Try it – Whenever a line in the material below includes "pink", copy that line.

Data for processing –

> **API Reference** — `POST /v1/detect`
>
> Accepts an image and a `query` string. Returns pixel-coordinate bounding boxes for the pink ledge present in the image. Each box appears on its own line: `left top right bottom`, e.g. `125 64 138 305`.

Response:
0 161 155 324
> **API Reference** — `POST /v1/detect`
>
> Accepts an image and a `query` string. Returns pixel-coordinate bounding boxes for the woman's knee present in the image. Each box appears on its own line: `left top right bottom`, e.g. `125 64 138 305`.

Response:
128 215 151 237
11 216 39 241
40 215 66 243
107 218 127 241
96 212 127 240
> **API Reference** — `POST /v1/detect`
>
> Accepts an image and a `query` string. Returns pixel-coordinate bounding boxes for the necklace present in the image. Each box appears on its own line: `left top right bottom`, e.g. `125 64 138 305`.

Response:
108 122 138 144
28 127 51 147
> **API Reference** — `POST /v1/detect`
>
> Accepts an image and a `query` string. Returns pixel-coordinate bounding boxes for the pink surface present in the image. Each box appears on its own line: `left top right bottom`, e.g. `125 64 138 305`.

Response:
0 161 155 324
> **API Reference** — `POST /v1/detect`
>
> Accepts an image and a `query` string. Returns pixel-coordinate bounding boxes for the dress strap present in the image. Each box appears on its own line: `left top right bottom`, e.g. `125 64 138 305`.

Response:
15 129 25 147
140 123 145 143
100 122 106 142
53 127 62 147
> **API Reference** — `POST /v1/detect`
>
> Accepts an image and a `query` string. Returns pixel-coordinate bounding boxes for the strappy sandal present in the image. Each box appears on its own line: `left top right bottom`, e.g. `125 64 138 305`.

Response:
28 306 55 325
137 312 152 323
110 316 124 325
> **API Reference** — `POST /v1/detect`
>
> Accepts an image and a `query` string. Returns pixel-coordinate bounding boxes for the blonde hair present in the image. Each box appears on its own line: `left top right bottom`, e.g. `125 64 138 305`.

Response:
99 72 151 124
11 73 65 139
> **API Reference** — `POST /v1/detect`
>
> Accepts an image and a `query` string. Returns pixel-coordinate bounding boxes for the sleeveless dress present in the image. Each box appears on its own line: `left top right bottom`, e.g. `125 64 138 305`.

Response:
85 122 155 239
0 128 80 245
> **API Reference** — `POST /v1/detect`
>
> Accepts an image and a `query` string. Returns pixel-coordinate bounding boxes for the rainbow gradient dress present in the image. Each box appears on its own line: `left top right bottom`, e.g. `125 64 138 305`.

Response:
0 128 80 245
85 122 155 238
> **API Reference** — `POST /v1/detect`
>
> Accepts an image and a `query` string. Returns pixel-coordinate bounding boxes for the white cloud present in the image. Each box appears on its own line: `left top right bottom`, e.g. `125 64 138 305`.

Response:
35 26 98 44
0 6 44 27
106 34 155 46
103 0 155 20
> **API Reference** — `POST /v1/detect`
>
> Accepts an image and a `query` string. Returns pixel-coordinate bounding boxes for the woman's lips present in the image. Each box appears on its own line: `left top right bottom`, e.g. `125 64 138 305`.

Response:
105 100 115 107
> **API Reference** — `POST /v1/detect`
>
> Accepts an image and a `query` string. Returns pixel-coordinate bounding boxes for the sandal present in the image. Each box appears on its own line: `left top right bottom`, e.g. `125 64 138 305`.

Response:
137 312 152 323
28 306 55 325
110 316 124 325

Expected answer –
> Accepts an image and a `query` string. Returns pixel-coordinate bounding boxes for the pink ledge present in the image. Each box appears on its own line: `left top right bottom`, e.g. `125 64 138 305`.
> Accepts an image and a `query` string. Returns pixel-coordinate bounding boxes for the pink surface present in the image. Each box appears on its own line: `left top right bottom`, e.g. `125 64 138 305`.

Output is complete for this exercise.